> [Exercise passage]:
%%
Firstly, ncRNAs constitute the core regulatory hub of the ICD signaling network, and the articles in this column systematically reveal how they execute this pivotal function to precisely regulate cancer progression through mechanistic insight, functional expansion, and clinical validation. Fang et al. elucidated that diverse ncRNAs acted as precision tuners of ICD by directly modulating core pathways such as endoplasmic reticulum stress and ROS production, thereby determining the strength and specificity of immunogenic signals and providing a mechanistic framework for understanding miRNA-mediated modulation and circRNA sponging effects. Furthermore, Ju et al. revealed that lncRNAs could epigenetically regulate ferroptosis — a cell death modality sharing overlapping pathways with ICD — thereby expanding the scope and depth of ncRNA-mediated immunogenic stress responses and underscoring their functional diversity and synergy. The clinical significance of these foundational mechanisms is concretely demonstrated by Yan et al. Their large-scale meta-analysis established a robust association between ICD-driven immune infiltration and cancer patient prognosis, thereby completing the critical translational link from ncRNA-regulated molecular events to clinically observable anti-tumor immunity.

Secondly, exosomal ncRNAs serve as key mediators in disseminating the immune effects of ICD and the reprogramming of the tumor microenvironment. This column examined how ncRNAs extend beyond cell-autonomous regulation by leveraging extracellular vesicles for intercellular communication, thereby systemically disseminating ICD−induced immune responses. Duan et al. demonstrated that tumor−derived exosomal ncRNAs (e.g., miRNAs, circRNAs) functioned as active signaling mediators that reprogrammed the tumor microenvironment and remotely modulated immune or stromal cell activity. These findings provided essential spatiotemporal and mechanistic context for processes such as circRNA−mediated miRNA sponging in ICD transmission, illustrating how ncRNAs serve as systemic amplifiers that convert local ICD events into broad antitumor immunity.

Thirdly, targeting ICD-associated ncRNAs, despite challenges such as model limitations and tumor heterogeneity, has emerged as a promising new paradigm for cancer immunotherapy. Addressing this therapeutic direction, the column provided in-depth discussions at the conceptual, methodological, and critical levels. Sun et al. explicitly proposed and substantiated this strategy, which builds precisely on the earlier elucidated mechanisms of ncRNA-mediated fine-tuning, aiming to enhance ICD and thus improve immunotherapy outcomes by modulating specific miRNA, lncRNA, or circRNA networks. To advance the translation of this paradigm, Hu et al. highlighted the unique strengths of the zebrafish model for real-time, ex vivo functional studies of ncRNAs and drug screening, offering an innovative tool to address tumor heterogeneity and dynamically evaluate ncRNA-targeting interventions. Collectively, however, these articles also pointed to persistent challenges, including the need for more precise disease models to validate targets and the necessity of overcoming tumor heterogeneity to enable ncRNA-stratified precision intervention. These considerations outline critical pathways for translating fundamental insights from the “ncRNA — ICD — immunity” axis into clinical practice.
%%
> [What to work on]: Copy word for word the part of the passage on ncRNAs and ICD starting with "Secondly, exosomal ncRNAs" and going on through "broad antitumor immunity.". The records are separate material with no connection to the passage on ncRNAs and ICD.

[Stored data entries]
%%
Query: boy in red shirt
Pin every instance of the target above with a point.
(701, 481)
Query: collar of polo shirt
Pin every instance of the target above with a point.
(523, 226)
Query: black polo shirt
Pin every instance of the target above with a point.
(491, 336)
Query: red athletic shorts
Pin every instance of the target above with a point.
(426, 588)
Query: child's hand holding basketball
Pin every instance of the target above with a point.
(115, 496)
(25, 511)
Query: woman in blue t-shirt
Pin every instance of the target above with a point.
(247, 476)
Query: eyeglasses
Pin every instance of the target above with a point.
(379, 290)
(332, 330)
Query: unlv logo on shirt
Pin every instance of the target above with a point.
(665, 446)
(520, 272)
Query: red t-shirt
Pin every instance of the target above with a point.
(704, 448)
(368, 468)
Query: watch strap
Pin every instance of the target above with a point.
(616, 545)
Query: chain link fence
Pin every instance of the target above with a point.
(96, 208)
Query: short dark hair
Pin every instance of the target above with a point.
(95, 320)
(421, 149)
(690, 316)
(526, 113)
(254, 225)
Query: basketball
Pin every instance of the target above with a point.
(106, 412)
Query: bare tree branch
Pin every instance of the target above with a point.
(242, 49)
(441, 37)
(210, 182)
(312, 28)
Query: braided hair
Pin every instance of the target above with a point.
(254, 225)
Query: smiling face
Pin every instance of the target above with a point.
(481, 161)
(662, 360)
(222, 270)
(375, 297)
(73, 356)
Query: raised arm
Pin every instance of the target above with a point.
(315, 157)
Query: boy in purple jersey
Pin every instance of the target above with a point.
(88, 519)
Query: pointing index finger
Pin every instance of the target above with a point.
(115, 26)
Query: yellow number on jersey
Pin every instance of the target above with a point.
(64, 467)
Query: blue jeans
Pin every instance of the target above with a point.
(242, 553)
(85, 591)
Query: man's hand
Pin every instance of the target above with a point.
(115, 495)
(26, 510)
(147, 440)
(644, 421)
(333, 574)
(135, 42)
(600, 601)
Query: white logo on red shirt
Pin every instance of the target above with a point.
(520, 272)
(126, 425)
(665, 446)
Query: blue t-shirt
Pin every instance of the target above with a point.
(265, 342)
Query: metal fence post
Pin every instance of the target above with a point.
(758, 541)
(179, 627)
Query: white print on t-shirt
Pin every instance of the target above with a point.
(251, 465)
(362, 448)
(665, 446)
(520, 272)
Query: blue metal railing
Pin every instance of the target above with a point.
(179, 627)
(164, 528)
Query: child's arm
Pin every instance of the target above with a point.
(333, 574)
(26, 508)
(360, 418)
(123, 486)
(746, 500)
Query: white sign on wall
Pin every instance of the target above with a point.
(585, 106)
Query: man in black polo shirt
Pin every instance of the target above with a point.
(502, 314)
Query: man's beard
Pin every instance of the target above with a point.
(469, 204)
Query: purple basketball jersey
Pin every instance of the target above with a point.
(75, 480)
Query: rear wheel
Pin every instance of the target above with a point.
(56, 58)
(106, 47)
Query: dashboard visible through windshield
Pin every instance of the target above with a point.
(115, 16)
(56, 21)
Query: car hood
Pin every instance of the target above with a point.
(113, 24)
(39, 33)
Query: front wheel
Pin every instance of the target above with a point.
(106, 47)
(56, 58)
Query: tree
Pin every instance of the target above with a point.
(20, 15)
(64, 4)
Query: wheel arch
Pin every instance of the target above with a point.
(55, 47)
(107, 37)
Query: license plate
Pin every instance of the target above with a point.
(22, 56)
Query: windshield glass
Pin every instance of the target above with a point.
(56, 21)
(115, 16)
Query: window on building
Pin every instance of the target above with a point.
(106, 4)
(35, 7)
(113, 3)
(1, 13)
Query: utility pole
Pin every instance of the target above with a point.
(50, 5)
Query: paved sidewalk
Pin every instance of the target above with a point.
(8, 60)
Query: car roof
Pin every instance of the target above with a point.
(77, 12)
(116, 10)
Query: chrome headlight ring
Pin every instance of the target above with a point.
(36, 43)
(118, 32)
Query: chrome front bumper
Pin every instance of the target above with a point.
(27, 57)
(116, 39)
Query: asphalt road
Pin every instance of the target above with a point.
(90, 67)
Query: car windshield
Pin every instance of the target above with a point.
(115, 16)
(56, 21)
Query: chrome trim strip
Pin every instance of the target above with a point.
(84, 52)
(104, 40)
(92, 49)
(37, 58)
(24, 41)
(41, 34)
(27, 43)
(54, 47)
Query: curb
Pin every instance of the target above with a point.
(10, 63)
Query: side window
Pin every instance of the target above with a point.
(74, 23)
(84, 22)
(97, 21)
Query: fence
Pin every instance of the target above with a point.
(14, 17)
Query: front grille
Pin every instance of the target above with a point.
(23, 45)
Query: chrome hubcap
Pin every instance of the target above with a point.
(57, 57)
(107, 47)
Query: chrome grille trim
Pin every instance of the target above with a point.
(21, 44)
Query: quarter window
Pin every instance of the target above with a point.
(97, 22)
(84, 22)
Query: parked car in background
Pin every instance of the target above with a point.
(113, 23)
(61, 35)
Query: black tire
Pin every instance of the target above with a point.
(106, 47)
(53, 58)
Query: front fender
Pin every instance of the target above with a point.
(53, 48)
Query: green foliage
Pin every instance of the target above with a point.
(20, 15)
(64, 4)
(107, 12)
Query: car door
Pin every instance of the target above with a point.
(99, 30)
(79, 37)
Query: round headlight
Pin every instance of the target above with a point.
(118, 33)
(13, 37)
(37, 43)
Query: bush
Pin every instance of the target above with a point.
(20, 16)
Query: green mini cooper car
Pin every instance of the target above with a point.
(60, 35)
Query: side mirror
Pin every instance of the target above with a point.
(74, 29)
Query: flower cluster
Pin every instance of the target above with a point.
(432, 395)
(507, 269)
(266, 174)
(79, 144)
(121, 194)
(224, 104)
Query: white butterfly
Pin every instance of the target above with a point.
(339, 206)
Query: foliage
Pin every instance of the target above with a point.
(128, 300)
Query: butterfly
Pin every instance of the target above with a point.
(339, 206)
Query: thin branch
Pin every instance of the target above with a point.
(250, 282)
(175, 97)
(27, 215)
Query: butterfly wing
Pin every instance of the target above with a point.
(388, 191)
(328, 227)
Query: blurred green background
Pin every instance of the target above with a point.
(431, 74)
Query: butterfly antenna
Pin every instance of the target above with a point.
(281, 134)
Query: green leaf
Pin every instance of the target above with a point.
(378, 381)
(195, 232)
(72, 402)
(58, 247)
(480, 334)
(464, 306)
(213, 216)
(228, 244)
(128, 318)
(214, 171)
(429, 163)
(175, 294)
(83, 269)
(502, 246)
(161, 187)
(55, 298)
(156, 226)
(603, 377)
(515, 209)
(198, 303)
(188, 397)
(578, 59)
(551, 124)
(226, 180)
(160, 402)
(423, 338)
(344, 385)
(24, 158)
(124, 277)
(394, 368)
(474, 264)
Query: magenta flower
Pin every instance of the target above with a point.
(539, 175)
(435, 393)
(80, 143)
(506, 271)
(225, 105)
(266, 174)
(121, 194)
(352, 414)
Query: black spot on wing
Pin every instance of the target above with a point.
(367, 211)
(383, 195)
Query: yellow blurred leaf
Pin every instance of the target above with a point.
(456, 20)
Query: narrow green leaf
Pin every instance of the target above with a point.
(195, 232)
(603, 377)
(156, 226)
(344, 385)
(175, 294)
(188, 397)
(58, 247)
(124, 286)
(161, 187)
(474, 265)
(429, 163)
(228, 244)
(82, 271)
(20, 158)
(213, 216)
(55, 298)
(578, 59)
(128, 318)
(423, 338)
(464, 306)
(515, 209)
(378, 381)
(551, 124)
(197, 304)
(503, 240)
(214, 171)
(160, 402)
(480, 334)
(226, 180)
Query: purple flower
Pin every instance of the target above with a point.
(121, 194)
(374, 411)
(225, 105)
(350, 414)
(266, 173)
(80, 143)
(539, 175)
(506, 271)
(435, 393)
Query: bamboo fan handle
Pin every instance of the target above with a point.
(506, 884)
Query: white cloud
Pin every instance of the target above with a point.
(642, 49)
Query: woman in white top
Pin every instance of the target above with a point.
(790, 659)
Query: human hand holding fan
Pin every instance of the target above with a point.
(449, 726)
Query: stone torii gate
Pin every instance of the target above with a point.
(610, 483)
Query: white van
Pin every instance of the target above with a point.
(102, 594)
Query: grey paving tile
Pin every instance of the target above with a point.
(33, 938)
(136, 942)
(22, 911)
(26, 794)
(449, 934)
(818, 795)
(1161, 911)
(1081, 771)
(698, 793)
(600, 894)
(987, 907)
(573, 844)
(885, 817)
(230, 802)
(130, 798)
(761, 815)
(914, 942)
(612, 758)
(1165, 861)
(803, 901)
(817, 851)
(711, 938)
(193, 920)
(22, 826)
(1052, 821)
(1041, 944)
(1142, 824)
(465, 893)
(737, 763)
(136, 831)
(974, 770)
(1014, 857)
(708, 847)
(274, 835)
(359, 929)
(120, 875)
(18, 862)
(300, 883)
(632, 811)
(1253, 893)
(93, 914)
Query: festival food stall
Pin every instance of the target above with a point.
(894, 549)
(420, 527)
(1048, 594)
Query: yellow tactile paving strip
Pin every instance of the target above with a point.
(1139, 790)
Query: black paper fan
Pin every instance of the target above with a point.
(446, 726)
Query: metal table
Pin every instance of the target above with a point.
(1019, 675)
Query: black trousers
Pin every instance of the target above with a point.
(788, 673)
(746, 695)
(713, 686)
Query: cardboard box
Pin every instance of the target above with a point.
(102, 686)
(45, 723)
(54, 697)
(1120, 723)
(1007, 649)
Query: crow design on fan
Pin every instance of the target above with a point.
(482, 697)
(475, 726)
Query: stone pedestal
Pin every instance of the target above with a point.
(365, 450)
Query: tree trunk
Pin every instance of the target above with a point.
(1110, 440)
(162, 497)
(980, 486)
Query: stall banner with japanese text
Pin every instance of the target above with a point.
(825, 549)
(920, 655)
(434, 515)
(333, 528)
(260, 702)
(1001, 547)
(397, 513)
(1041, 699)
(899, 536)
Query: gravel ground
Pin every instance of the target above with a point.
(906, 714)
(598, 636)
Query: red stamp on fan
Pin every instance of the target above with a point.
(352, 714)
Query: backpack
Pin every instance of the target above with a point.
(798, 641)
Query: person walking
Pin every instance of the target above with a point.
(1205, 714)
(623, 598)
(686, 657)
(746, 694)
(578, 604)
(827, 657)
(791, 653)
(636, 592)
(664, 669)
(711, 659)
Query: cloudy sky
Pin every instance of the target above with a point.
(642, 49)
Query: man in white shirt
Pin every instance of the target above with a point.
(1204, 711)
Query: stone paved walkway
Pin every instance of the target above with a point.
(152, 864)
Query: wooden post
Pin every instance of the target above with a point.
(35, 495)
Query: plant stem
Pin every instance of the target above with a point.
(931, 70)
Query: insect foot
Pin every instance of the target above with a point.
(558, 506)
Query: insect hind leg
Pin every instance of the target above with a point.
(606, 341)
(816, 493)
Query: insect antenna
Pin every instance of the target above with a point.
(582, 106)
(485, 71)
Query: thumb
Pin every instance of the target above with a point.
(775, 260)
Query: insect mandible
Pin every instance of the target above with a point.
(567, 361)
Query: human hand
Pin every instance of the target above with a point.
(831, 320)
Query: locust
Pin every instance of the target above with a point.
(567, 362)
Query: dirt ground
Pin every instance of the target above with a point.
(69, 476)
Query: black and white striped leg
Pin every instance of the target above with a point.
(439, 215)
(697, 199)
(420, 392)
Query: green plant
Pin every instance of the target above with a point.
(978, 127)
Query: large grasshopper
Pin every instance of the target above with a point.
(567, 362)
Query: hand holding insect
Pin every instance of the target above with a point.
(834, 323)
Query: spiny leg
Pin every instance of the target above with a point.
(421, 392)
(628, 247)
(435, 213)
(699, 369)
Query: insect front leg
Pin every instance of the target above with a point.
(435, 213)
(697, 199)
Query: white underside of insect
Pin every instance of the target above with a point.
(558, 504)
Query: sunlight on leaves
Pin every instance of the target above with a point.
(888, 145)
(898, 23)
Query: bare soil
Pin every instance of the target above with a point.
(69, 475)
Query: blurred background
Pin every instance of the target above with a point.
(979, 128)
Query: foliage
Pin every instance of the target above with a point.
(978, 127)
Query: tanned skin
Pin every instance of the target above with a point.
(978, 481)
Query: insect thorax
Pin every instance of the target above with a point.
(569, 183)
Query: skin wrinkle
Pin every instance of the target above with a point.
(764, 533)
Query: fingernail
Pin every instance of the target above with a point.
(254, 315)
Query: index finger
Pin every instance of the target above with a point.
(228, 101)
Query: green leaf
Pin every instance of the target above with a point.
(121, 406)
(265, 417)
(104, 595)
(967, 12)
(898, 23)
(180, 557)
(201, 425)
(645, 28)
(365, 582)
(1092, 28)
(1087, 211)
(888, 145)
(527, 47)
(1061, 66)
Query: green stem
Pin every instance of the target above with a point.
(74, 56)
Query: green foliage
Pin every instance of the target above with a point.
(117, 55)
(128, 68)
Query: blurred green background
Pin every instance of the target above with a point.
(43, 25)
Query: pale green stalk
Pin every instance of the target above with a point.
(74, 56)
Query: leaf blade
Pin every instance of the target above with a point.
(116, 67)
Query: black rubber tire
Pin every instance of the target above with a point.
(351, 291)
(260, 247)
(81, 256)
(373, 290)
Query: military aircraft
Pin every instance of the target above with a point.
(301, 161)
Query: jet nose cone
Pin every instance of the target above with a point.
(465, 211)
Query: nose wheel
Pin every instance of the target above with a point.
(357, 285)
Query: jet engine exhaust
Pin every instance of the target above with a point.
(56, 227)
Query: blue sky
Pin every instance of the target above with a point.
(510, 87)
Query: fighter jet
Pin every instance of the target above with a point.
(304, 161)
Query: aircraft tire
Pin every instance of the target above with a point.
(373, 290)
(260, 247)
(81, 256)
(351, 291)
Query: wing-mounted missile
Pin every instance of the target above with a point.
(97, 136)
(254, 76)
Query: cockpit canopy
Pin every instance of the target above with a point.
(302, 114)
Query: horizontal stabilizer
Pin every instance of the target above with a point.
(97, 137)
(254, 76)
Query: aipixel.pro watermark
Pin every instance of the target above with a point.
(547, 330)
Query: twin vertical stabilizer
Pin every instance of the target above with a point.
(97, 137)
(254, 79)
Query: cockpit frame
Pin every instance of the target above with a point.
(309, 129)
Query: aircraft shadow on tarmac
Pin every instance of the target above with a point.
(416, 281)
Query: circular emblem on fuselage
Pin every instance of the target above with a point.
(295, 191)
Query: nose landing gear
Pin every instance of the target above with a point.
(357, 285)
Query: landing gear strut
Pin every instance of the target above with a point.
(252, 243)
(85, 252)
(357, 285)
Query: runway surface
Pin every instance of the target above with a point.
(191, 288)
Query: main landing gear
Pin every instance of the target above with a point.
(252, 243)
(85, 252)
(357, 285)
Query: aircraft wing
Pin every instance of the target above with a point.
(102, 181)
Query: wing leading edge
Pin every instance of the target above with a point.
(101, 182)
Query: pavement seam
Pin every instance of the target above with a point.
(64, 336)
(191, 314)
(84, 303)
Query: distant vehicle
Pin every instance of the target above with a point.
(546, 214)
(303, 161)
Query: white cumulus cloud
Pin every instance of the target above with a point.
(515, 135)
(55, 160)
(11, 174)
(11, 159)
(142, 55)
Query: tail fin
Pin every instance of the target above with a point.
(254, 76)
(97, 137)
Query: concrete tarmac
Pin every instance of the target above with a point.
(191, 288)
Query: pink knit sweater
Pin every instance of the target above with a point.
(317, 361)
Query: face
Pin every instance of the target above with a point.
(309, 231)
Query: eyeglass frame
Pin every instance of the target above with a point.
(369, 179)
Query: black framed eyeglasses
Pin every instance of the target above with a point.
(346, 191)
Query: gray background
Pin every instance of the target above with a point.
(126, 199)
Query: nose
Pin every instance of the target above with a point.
%%
> [Response to this exercise]:
Secondly, exosomal ncRNAs serve as key mediators in disseminating the immune effects of ICD and the reprogramming of the tumor microenvironment. This column examined how ncRNAs extend beyond cell-autonomous regulation by leveraging extracellular vesicles for intercellular communication, thereby systemically disseminating ICD−induced immune responses. Duan et al. demonstrated that tumor−derived exosomal ncRNAs (e.g., miRNAs, circRNAs) functioned as active signaling mediators that reprogrammed the tumor microenvironment and remotely modulated immune or stromal cell activity. These findings provided essential spatiotemporal and mechanistic context for processes such as circRNA−mediated miRNA sponging in ICD transmission, illustrating how ncRNAs serve as systemic amplifiers that convert local ICD events into broad antitumor immunity.